--- Start SUPPLIED INFORMATION ---

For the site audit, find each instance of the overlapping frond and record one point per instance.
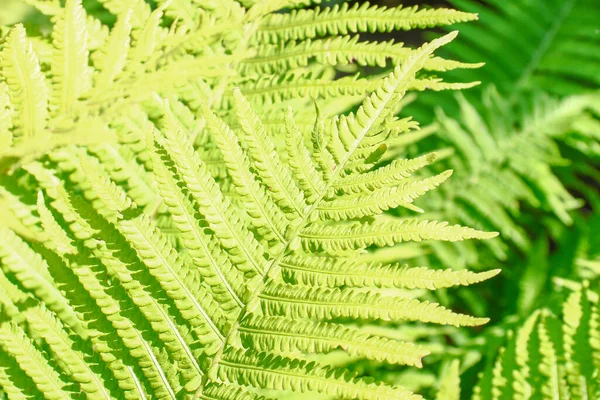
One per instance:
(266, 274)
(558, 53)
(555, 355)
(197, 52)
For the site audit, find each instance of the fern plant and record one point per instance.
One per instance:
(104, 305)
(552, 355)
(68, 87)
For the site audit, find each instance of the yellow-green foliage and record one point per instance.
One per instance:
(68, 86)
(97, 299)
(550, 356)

--- End SUPPLIED INFORMATION ---
--- Start SUPPLIED INFORMATION ---

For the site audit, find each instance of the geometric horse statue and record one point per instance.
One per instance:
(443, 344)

--- End SUPPLIED INFORMATION ---

(DO THIS)
Return every line of the entries above that contains the string "fern". Case counts.

(SOLUTION FOR THIS PROBLEM)
For the site audit, find each instance of the fern plant and record one point per instance.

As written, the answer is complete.